Exercise task. Find every line in the items below that contains the word "branch" and copy each such line in full. Match case exactly.
** start Material for this task **
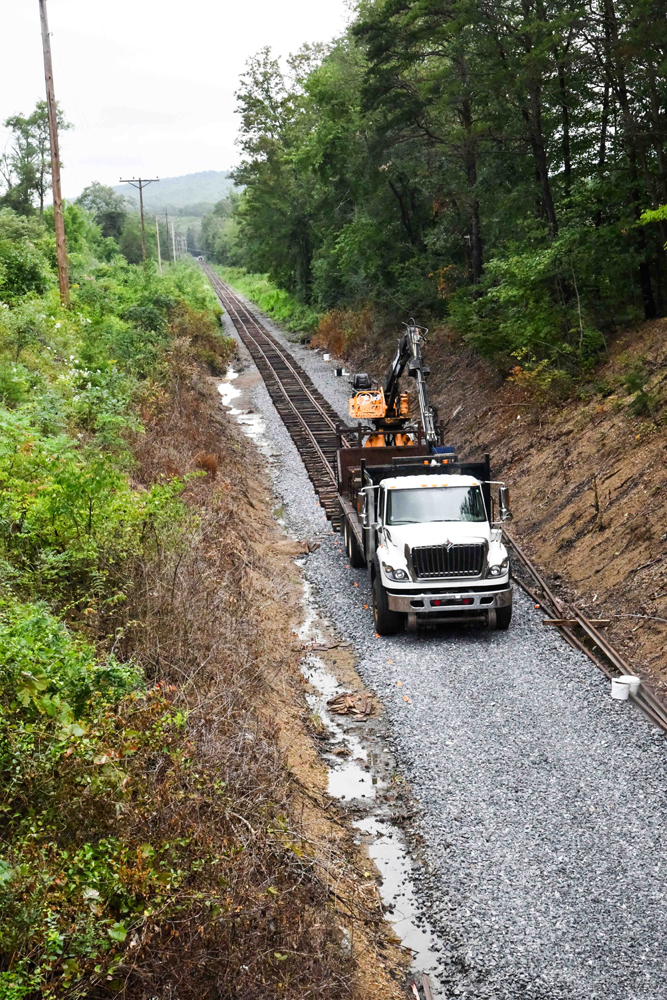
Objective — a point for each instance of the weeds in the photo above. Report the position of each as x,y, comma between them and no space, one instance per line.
148,833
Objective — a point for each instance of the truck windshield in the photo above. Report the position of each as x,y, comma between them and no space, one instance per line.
451,503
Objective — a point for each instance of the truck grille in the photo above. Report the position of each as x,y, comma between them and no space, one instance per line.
448,560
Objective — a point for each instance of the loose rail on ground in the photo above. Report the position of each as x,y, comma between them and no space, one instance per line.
596,647
315,428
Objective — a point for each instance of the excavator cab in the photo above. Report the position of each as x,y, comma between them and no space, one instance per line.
387,409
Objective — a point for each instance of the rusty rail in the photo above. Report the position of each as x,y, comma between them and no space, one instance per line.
598,648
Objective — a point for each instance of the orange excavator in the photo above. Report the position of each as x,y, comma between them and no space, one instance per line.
385,408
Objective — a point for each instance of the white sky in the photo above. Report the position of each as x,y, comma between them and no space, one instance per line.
148,85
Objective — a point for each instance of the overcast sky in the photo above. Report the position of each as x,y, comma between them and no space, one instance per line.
148,85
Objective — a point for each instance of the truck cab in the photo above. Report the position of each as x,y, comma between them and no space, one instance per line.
425,527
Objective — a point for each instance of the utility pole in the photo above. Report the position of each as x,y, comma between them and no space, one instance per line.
157,236
141,183
58,218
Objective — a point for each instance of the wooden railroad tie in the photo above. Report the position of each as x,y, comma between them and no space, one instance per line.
575,621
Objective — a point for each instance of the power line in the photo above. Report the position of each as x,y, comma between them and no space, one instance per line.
140,183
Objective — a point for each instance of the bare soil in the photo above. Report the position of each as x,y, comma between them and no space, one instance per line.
305,916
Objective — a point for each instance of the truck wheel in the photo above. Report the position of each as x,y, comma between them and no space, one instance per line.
387,622
355,554
503,617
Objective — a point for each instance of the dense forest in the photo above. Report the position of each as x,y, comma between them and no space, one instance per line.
145,807
501,164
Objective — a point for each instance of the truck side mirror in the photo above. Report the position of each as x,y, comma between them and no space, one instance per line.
367,505
504,503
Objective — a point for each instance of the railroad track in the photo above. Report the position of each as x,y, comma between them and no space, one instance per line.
310,419
314,427
584,635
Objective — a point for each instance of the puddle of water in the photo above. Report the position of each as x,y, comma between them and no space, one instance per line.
352,778
349,777
389,854
252,424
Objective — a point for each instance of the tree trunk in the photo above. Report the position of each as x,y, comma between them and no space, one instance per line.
470,168
565,113
633,151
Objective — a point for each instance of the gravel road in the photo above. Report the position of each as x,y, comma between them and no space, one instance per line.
542,802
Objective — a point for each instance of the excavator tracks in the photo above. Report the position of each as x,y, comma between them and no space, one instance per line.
310,419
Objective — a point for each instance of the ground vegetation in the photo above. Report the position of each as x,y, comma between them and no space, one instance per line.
152,840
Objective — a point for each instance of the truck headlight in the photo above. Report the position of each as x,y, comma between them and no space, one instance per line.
399,575
500,568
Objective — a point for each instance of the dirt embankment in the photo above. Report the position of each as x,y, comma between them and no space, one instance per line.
276,900
588,474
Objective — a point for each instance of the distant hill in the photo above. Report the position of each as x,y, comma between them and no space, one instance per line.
194,192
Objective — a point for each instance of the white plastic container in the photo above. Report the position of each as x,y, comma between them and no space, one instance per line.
625,685
619,689
632,682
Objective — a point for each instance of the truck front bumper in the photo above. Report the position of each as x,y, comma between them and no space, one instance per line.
450,605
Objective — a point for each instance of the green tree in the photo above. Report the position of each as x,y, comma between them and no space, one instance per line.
26,167
109,209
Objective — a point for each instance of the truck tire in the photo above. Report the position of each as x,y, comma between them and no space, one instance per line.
387,622
503,617
355,554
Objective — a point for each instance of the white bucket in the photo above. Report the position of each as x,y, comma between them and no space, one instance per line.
632,682
625,685
619,689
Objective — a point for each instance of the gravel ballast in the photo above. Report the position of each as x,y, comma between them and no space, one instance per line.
541,802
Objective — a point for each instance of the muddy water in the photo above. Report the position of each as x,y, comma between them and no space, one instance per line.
355,772
251,423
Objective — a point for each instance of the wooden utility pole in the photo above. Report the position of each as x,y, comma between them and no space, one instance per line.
58,218
141,183
157,236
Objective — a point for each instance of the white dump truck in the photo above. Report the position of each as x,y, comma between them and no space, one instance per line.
427,525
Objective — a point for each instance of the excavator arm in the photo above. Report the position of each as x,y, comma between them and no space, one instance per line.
408,355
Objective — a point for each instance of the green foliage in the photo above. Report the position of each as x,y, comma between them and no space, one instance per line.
273,301
25,167
78,729
108,209
457,162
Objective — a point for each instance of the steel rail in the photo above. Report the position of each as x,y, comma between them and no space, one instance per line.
652,706
240,306
646,699
328,468
291,396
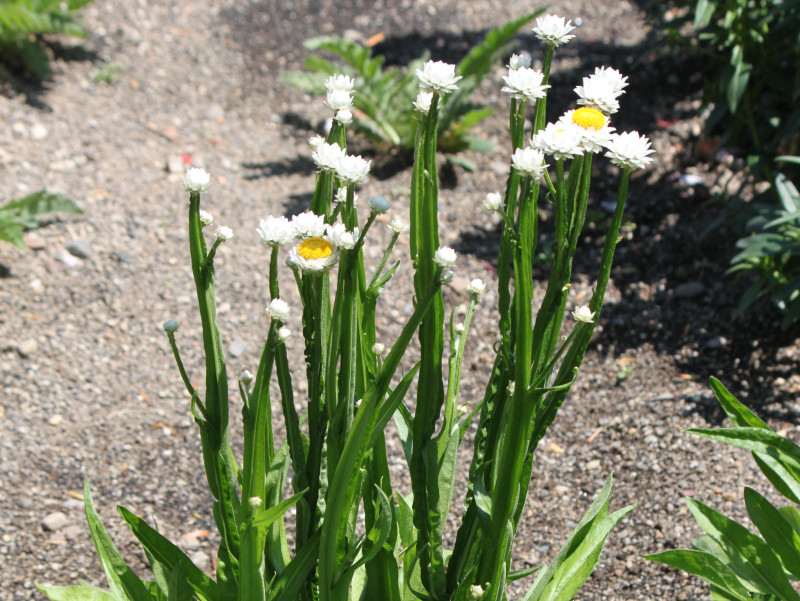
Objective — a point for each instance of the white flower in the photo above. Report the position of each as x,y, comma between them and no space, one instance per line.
437,76
493,201
340,82
593,127
308,225
560,140
278,310
327,156
525,83
314,142
338,235
629,150
602,89
396,225
583,314
338,100
352,169
476,288
423,102
344,116
553,30
444,257
206,218
519,61
196,180
378,204
276,231
529,161
313,255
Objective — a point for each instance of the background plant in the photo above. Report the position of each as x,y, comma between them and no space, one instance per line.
355,536
739,564
385,94
24,25
16,216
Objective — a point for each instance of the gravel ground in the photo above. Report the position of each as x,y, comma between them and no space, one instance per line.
87,386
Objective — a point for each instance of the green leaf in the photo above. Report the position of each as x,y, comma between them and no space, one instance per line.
123,582
76,593
777,532
169,555
705,565
748,554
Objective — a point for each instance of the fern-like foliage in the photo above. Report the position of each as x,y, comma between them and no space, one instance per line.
23,25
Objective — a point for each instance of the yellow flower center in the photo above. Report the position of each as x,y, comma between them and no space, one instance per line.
587,117
315,248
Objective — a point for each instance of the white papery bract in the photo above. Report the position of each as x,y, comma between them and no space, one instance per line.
583,314
629,150
196,180
278,310
559,140
338,235
423,102
308,225
444,257
553,30
602,89
525,83
529,162
276,231
352,169
327,156
438,76
340,82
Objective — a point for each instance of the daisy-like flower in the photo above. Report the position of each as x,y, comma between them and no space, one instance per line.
583,314
493,201
560,140
340,82
206,218
196,180
519,61
629,150
224,233
438,76
593,126
529,161
397,226
327,156
602,89
352,169
338,235
423,102
276,231
553,30
278,310
524,83
314,255
444,257
476,288
338,100
308,225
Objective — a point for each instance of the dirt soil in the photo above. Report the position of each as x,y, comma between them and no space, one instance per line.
87,383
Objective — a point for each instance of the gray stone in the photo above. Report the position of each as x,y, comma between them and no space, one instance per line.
55,521
689,290
237,348
79,248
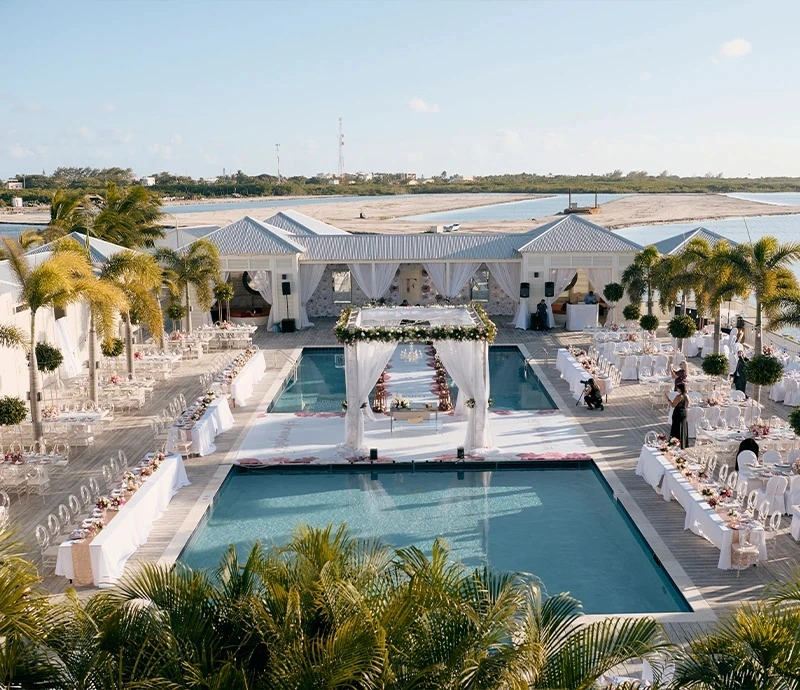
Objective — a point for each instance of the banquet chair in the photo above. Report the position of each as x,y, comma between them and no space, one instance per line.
772,495
49,553
732,415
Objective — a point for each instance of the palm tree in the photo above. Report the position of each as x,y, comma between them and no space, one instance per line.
639,278
197,266
60,280
138,277
765,266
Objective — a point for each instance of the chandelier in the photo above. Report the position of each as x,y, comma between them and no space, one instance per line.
411,354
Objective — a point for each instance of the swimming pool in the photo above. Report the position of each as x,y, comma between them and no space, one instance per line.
560,523
319,385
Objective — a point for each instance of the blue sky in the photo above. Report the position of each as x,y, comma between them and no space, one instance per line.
468,87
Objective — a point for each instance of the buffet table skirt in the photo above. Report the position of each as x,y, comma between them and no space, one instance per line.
128,530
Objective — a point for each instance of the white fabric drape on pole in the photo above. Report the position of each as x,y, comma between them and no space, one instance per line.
507,276
310,275
363,364
561,277
449,278
374,279
467,362
262,281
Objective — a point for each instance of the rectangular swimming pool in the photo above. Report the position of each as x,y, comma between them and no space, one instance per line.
319,386
560,523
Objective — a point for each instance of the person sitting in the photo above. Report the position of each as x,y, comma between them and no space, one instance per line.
679,374
592,395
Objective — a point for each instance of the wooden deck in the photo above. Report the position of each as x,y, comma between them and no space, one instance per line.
617,433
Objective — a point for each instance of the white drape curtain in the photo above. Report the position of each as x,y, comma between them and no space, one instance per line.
468,363
262,281
507,276
374,279
310,275
561,277
363,364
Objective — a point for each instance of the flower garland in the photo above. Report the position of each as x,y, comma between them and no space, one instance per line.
350,335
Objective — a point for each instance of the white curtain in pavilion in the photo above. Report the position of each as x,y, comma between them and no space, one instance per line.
262,281
374,279
507,276
467,362
450,282
561,277
310,275
363,364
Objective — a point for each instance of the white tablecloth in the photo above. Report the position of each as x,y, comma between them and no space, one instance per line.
130,528
216,419
580,316
701,518
249,376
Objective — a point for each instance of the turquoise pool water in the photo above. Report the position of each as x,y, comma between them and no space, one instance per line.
562,525
320,387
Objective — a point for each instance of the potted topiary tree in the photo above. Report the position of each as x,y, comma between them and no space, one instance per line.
763,370
632,312
680,328
13,411
613,292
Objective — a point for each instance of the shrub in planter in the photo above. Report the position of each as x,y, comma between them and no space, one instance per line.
12,411
632,312
176,311
649,322
48,357
681,327
715,365
113,349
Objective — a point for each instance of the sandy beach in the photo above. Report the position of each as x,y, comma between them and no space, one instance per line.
383,215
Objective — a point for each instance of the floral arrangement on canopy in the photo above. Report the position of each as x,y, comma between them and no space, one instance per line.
348,334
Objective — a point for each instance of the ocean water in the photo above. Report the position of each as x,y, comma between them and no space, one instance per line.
514,210
562,525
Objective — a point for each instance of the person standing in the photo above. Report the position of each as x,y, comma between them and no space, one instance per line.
680,426
739,380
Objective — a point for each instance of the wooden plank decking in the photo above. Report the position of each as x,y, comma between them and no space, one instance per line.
617,433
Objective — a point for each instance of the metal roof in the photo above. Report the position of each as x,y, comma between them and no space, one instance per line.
575,234
250,236
300,224
677,243
412,247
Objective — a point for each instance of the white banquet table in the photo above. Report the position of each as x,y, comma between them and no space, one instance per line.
249,376
216,419
130,528
581,316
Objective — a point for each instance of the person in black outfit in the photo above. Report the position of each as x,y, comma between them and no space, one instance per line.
680,427
592,395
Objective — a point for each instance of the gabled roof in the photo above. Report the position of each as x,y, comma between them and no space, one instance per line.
298,223
677,243
250,236
575,234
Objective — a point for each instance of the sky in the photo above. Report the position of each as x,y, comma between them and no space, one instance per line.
474,88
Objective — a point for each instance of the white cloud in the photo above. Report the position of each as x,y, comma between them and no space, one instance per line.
510,139
737,47
19,151
419,106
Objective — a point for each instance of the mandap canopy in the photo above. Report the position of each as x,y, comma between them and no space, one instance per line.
461,336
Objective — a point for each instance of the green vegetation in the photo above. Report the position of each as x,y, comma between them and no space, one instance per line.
39,189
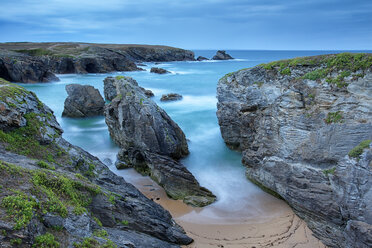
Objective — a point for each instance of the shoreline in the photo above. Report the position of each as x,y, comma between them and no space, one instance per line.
282,229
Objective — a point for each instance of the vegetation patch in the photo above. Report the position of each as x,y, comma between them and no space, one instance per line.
20,208
358,150
46,241
334,117
24,140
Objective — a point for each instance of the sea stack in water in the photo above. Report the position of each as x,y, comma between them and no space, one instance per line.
170,97
151,141
305,126
201,58
158,70
83,101
222,55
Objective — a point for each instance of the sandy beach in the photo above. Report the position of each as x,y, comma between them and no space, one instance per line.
212,227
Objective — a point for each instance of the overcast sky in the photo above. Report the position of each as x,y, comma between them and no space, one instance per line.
193,24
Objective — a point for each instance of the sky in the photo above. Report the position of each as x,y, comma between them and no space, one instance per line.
193,24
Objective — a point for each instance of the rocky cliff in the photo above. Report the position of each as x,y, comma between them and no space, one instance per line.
151,141
37,62
304,128
54,194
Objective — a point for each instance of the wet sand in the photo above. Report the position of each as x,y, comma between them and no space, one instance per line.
275,226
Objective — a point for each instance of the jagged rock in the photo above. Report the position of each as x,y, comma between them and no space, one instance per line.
111,92
222,55
171,97
201,58
83,101
295,122
148,93
129,218
37,62
134,120
151,141
158,70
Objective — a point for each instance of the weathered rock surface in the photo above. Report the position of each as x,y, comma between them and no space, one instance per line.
151,141
37,62
201,58
115,210
171,97
222,55
295,122
83,101
158,70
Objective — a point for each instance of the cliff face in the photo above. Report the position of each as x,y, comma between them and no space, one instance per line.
297,123
150,140
37,62
53,193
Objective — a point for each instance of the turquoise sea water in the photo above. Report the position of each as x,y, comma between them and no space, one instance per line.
212,163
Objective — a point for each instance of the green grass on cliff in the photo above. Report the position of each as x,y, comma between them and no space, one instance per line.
343,65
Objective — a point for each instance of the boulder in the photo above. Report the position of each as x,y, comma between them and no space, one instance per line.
201,58
87,197
83,101
297,123
151,142
171,97
222,55
158,70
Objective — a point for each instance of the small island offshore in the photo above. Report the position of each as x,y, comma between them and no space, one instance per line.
189,124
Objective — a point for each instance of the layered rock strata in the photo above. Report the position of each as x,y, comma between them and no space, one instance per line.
304,128
150,140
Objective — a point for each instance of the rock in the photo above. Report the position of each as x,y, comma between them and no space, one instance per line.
134,120
151,142
171,97
222,55
17,67
295,127
113,205
83,101
37,62
148,93
158,70
201,58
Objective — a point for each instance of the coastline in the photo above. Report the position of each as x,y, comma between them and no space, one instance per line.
284,229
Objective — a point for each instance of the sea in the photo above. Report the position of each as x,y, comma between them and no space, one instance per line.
214,165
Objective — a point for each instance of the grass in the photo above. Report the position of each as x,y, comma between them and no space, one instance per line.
20,208
46,241
334,117
358,150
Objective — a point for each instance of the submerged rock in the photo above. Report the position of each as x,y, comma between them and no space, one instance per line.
151,141
83,101
297,122
171,97
201,58
158,70
75,197
222,55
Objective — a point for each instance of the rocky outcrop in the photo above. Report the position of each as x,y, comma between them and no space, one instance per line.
170,97
22,68
60,193
222,55
296,121
83,101
151,141
158,70
201,58
37,62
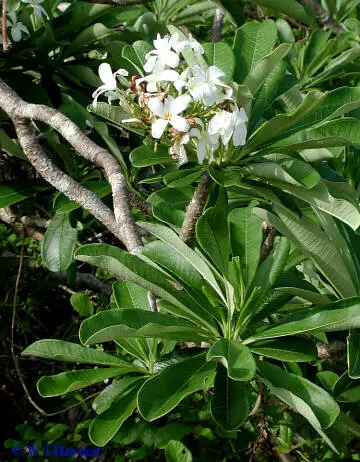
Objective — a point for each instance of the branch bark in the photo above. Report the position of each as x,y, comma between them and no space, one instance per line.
217,27
195,210
119,2
325,18
120,222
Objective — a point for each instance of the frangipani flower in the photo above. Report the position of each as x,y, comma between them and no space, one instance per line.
204,83
162,55
227,124
109,80
240,118
16,26
169,111
205,141
38,9
153,79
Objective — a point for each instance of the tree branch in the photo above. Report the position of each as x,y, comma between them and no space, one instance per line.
120,223
217,27
119,2
325,18
195,210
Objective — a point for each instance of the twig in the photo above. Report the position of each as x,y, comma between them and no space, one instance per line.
268,243
15,358
218,24
4,28
195,210
85,280
325,18
121,222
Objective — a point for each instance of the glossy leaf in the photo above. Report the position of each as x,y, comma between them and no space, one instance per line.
286,349
246,240
60,350
60,384
322,404
129,267
59,242
115,391
160,394
107,424
235,357
175,451
213,236
110,325
353,353
229,404
253,41
339,315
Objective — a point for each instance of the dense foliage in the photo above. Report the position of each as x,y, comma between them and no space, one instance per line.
211,310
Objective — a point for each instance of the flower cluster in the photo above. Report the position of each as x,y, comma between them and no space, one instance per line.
188,107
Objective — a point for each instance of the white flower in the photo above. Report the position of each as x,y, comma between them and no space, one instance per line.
16,26
222,125
38,9
190,43
227,124
240,130
169,113
205,141
153,79
109,80
204,83
162,56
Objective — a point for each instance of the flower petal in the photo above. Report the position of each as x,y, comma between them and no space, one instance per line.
156,106
179,104
158,127
179,123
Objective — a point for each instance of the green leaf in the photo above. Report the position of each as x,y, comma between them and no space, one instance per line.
339,315
169,237
280,126
175,451
253,41
58,245
313,242
110,325
64,205
221,55
129,267
12,192
263,68
300,406
55,432
115,391
353,353
89,35
129,295
82,304
107,424
229,405
246,240
213,235
136,53
235,357
291,8
286,349
60,384
322,404
59,350
160,394
117,115
145,156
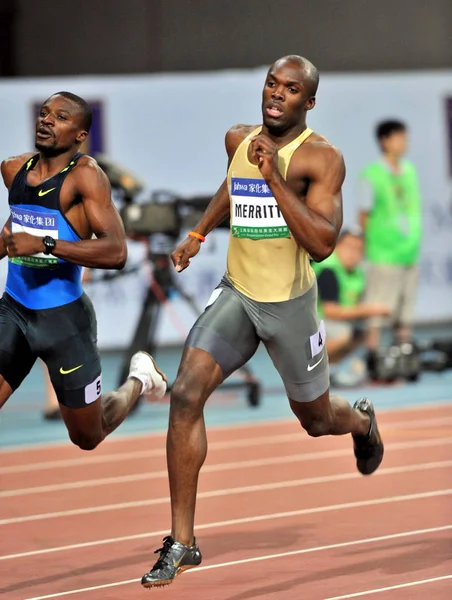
** end Material for this task **
Result of the task.
Objective — a point for each instance of the branch bark in the photo above. Report the position of each as x,y, comma between them and no space, one instance per line.
Objective — a point for each instance of the tree branch in the photo above. Report the position of each as x,y, comma between them and no space, one instance per line.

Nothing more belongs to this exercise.